Data extracts Start Marker

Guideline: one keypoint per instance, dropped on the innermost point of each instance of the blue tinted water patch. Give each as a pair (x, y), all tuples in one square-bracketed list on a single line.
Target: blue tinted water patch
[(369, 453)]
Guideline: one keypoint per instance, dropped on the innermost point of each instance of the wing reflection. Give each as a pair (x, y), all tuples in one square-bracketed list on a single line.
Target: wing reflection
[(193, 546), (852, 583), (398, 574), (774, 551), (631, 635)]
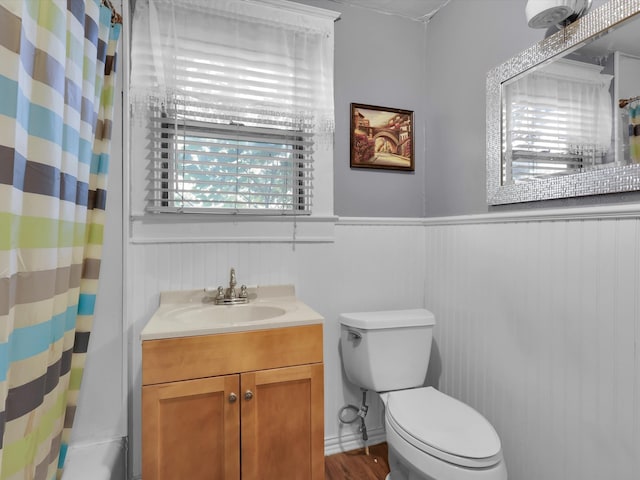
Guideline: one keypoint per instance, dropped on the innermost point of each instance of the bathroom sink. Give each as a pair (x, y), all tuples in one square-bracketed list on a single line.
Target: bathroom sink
[(233, 314), (188, 313)]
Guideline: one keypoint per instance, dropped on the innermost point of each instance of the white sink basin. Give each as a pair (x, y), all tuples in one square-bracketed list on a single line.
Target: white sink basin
[(183, 313), (233, 314)]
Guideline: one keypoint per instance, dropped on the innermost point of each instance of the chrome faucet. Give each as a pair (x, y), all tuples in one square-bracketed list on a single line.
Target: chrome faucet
[(230, 296)]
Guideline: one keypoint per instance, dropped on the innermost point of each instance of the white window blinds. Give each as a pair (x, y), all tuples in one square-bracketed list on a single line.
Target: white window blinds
[(236, 96), (558, 121)]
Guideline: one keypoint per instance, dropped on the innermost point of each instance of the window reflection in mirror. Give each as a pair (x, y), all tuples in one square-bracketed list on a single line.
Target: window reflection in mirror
[(559, 121), (577, 113)]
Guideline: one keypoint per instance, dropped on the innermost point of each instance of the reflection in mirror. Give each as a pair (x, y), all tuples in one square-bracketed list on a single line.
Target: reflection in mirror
[(563, 117), (558, 121)]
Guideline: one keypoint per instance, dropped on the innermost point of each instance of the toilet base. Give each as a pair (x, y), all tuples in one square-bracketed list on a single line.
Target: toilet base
[(406, 462)]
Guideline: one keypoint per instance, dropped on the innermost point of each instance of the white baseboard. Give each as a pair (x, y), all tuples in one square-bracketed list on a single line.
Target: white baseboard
[(104, 460), (352, 441)]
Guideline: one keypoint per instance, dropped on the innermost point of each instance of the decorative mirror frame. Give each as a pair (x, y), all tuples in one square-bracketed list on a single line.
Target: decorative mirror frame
[(612, 179)]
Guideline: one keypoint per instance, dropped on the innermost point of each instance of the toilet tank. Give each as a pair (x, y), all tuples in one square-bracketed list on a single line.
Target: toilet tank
[(387, 350)]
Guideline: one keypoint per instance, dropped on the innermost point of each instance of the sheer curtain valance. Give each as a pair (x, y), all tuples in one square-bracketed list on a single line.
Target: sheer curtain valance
[(256, 63)]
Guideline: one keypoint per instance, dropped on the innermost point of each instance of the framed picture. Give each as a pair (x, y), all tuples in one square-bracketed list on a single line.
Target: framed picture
[(381, 138)]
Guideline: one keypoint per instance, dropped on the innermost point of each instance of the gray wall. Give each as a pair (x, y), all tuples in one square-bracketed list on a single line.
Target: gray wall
[(379, 60)]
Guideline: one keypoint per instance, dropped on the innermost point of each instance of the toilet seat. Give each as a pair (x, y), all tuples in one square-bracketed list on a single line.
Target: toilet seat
[(443, 427)]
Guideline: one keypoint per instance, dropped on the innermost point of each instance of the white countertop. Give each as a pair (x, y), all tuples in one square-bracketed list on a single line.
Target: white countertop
[(185, 313)]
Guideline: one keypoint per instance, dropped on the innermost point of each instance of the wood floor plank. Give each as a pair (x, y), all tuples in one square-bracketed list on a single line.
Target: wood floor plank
[(356, 465)]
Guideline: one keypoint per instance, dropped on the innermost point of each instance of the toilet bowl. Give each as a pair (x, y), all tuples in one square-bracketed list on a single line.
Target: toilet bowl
[(430, 435)]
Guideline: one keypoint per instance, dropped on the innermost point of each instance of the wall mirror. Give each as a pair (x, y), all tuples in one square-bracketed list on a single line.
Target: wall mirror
[(563, 117)]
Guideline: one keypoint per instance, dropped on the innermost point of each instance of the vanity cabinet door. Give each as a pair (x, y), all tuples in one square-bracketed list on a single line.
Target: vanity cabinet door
[(190, 429), (282, 423)]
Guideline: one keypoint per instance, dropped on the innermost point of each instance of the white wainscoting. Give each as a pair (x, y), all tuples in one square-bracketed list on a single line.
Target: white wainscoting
[(368, 266), (538, 329), (537, 323)]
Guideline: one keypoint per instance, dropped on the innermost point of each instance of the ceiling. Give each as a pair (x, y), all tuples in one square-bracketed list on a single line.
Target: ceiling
[(421, 10)]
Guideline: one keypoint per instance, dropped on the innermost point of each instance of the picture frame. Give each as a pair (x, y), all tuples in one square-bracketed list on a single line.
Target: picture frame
[(381, 138)]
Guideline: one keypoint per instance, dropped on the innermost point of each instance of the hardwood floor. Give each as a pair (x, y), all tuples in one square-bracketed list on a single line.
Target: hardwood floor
[(356, 465)]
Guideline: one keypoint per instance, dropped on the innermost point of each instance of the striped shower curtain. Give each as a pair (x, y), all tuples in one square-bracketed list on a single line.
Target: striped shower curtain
[(57, 74), (634, 131)]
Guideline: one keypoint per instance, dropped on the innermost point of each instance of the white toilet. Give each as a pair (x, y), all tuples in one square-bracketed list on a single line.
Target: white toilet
[(430, 435)]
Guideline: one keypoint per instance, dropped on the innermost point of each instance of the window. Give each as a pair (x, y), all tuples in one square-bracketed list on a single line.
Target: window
[(237, 98), (201, 166), (559, 121)]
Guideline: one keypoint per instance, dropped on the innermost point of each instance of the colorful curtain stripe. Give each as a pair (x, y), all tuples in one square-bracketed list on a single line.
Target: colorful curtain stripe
[(634, 131), (57, 78)]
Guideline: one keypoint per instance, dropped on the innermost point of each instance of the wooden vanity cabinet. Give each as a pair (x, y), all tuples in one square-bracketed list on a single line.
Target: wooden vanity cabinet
[(245, 405)]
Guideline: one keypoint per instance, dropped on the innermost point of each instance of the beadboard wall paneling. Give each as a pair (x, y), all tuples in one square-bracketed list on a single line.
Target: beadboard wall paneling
[(538, 330), (367, 267)]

Data extracts End Marker

* [Task goal]: Your task is to retype the listing exactly, without its pictures.

* [Response to the exercise]:
Guideline: one keypoint per instance, dropped on the innermost point of each instance of the blue tinted water patch. Give each as a pair (x, y), all tuples in one square-bracketed list on a single line.
Target: blue tinted water patch
[(369, 453)]
Guideline: one keypoint per instance, dropped on the innermost point of each instance of the wing reflection. Give each as a pair (x, y), all tuples in one square-bracketed list on a single line.
Target: wing reflection
[(193, 546), (852, 583), (398, 574), (774, 551), (631, 635)]
Guideline: one keypoint per instance, dropped on the innermost point of each instance of the bathroom sink. Give each as a pair (x, y), all tuples in one square-bracketed list on a single line.
Target: bathroom sink
[(233, 314), (188, 313)]
Guideline: one keypoint per instance, dropped on the innermost point of each instance of the white sink basin. Give each as a pair (x, y), all tuples in one square-bracketed list on a single line.
Target: white sink basin
[(183, 313), (233, 314)]
Guideline: one keypoint per instance, dropped on the innermost point of each instance of the chrome faucet. Give each as a pair (x, y), all tuples in one square-bracketed list on a single line.
Target: chrome faucet
[(230, 296)]
Guideline: one keypoint per instance, dropped on the innermost point of each instance of the white window blinds. Give each as a pair (x, y), all tuples in one square-bracketed list on a single line.
Target: white window blinds
[(236, 96), (558, 121)]
Guideline: one keypoint per instance, dropped on the innermost point of each instance of the window reflection in mirror. Give each as a pair (x, y), all tuples in one square-bracketed list on a single line.
Target: window reflection in mirror
[(559, 121), (577, 113)]
Guideline: one keypoint per instance, dropped on the innermost point of each instance of the reflection in mirror. Give each as a pair (x, y), all tuples in one square-bracketed list on a single line.
Target: reflection in mirror
[(563, 117), (558, 121)]
Guideline: one keypoint per instance, dropped on the innermost point of each instance of the toilet base. Give each as a pair (x, y), all tuples in one square-bracketed list on a single line.
Target: toilet base
[(406, 462)]
Guideline: one keypoint per instance, dropped on the innermost point of each instance of the white baseboard. Give each as a pair (x, y), all tuples in one square-bracketed list on a single line.
Target: white baseboard
[(104, 460), (352, 441)]
Guideline: one keypoint per instance, dropped on the innermost point of each instance of the decorative mirror frame. Give each as a pair (x, y), all tuples in one square-bracketed list on a single line.
Target: decorative mirror frame
[(612, 179)]
Guideline: one keypoint per instance, dropped on the innermost point of each instance of the toilet tank. Give each as a pair (x, y), all tuples in one square-bracketed list on a single line.
Target: toilet tank
[(387, 350)]
Guideline: one keypoint per instance, dropped on the innermost point of each instance of the sheer curtain valance. Give each as a pair (x, y), all tuples in one square-bracketed list on a single line.
Target: sheer curtain valance
[(256, 63)]
Guideline: one keypoint per instance, dropped on the innermost point of each instance of the framed picture. Give each as a pair (x, y), all tuples in one square-bracketed list on a single line.
Target: framed picture
[(381, 138)]
Guideline: one keypoint per instance, dropped on the innermost point of each instance of the gray wall. Give each as a pair (x, y), all tuples in one square-bracketed list on a single line.
Target: gray wall
[(379, 60)]
Guideline: one keypoint per instance, dropped on the innermost point of each instance of the toilet seat. Give each as a pair (x, y), all tuples in one square-bracketed list on a single line.
Target: toilet seat
[(443, 427)]
Guideline: one keypoint per instance, dropped on the innermost point of each instance of the white countertop. Give each as a pair (x, y), all tuples in one square-bracketed list on a single line.
Target: white countertop
[(185, 313)]
Guideline: one keypoint per instance, dropped on the innermost point of each instance of the wood floor plank. Give each as a pair (x, y), all tuples in one square-bracketed list on a single line.
Target: wood floor plank
[(356, 465)]
Guideline: one keypoint per instance, dropped on the innermost point of each instance of the toilet bowl. Give each as a pair (x, y), all tuples in one square-bracketed list on a single line.
Target: toilet bowl
[(430, 435)]
Guideline: one keypoint per instance, dropped on the innermost point of each instance of the wall mirror. Give each as a pair (x, y), all tuples in one square-bracketed list on a single line.
Target: wall mirror
[(563, 117)]
Guideline: one keypoint per instance, dropped on the innermost point of each instance of the vanity cabinet door. Give each as a pair (x, y), all tuples in one square-bracketed list on a single line.
Target: vanity cabinet door
[(190, 429), (282, 423)]
Guideline: one keypoint per instance, dropped on the innermost point of each instance of the white wainscoting. Give each as a pair (x, y), all tuples in one square-bracketed list on a single line.
Target: white wainscoting
[(368, 266), (538, 329), (537, 323)]
Guideline: one keypoint per instance, dropped on the innermost point of each instance of the ceiling. Give each as a pair (x, y), all tuples in one square-bracketed list on a single line.
Target: ceiling
[(421, 10)]
Guideline: one keypoint per instance, dropped on the innermost point of each instance of the picture frame. Give each as a pair (x, y), all tuples in one square-bracketed list on a single line.
Target: picture frame
[(381, 138)]
Guideline: one keypoint per instance, dropped on the innermost point of each instance of the hardwood floor. Give each as a pair (x, y), all tuples in one square-bracketed list on a single line.
Target: hardwood floor
[(356, 465)]
Guideline: one keypoint per instance, dropped on the innermost point of each instance of the striped shower curtain. Give each as a pair (x, y), all tuples in one square-bracketed list on a single line.
Target: striped shower curtain
[(57, 74), (634, 131)]
Guideline: one keypoint per instance, dropped on the innermost point of each instance of the white toilet. Give each as a pair (x, y), all tuples in one square-bracketed list on a single line.
Target: white toilet
[(430, 435)]
Guideline: one keypoint per instance, dropped on the innermost point of each instance of the window. Give each as a pair (x, y), all tuples in one square-bracketed list on a single line.
Target: window
[(237, 98), (201, 166), (559, 121)]
Guideline: one keypoint per instance, dropped on the innermost point of each instance of the colorful curtain stripe. Give each as a pair (x, y), all tuples in one square-bracketed list on a single line.
Target: colorful curtain stripe
[(634, 131), (57, 78)]
Guideline: one keypoint per instance, dropped on the innermost point of each instance of the wooden vanity cabinet. Give each as a pair (x, y), all tuples in one square-bracketed list on a single line.
Target: wooden vanity cabinet
[(245, 405)]
Guideline: one keypoint per instance, dropped on the innermost point of each instance of the beadboard wall paneling. Give each as a pair (x, y), all tuples in one square-bracketed list on a single line.
Target: beadboard wall paneling
[(538, 330), (367, 267)]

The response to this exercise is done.